◆ Excerpt provided ◆
A New Wave of NYC Pizza Shops Prove the Slice Is Right

The New York City slice has never gone out of style. But a new generation of pizza entrepreneurs, including Paulie Gee’s, are paying homage like never before.

From the  Pizza Issue

The first step of researching New York City pizza is preparing yourself for a piping hot debate. No matter who you talk to in the pie and slice game, you’re signing up for an opinionated serving of family feuds, insider trading, and drama worthy of a daytime soap. But beyond the he-said, she-said and questions of who deserves credit for what, one incontestable fact remains: there’s just something about the NYC slice.

From lunch on-the-go to drunken late-night eats, slice pizza is intimately woven into the city’s fabric. Every few blocks in Manhattan—and only a bit further in Brooklyn or Queens—you’re bound to run into a grab-n-go shop. The most celebrated names in the old guard—Joe’s or DiFara, for example—ring with the time-worn familiarity of local heroes. But in the past decade, an increasing number of noteworthy upstarts have thrown their hat in the ring—Prince Street, Best Pizza and Scarr’s, to name a few.

◆ Supplied material ◆
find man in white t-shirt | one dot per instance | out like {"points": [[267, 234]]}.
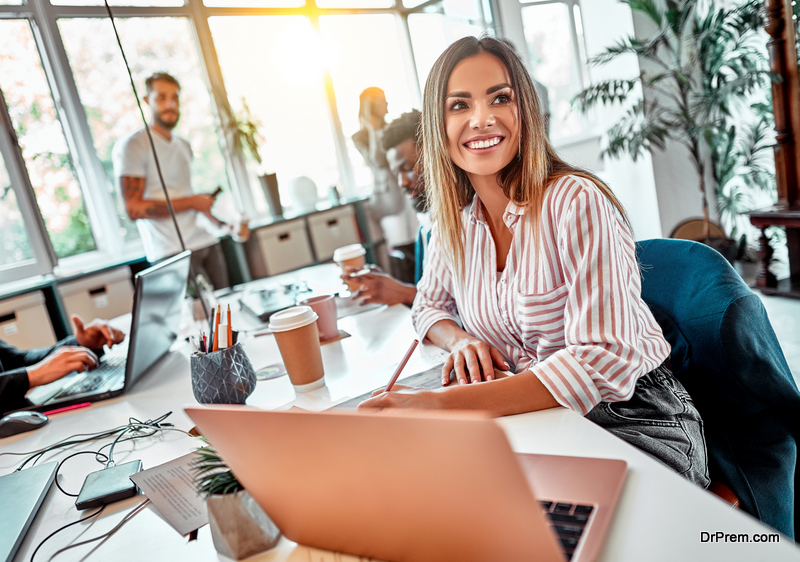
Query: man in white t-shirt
{"points": [[135, 168], [402, 143]]}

◆ Job ◆
Answer these questions from the text on New York City pizza shops:
1. Which pizza business does the subheading name as part of the new generation?
2. Which two shops are given as examples of the old guard?
3. Which three upstarts are listed as noteworthy newcomers?

◆ Complete answer ◆
1. Paulie Gee’s
2. Joe’s and DiFara
3. Prince Street, Best Pizza and Scarr’s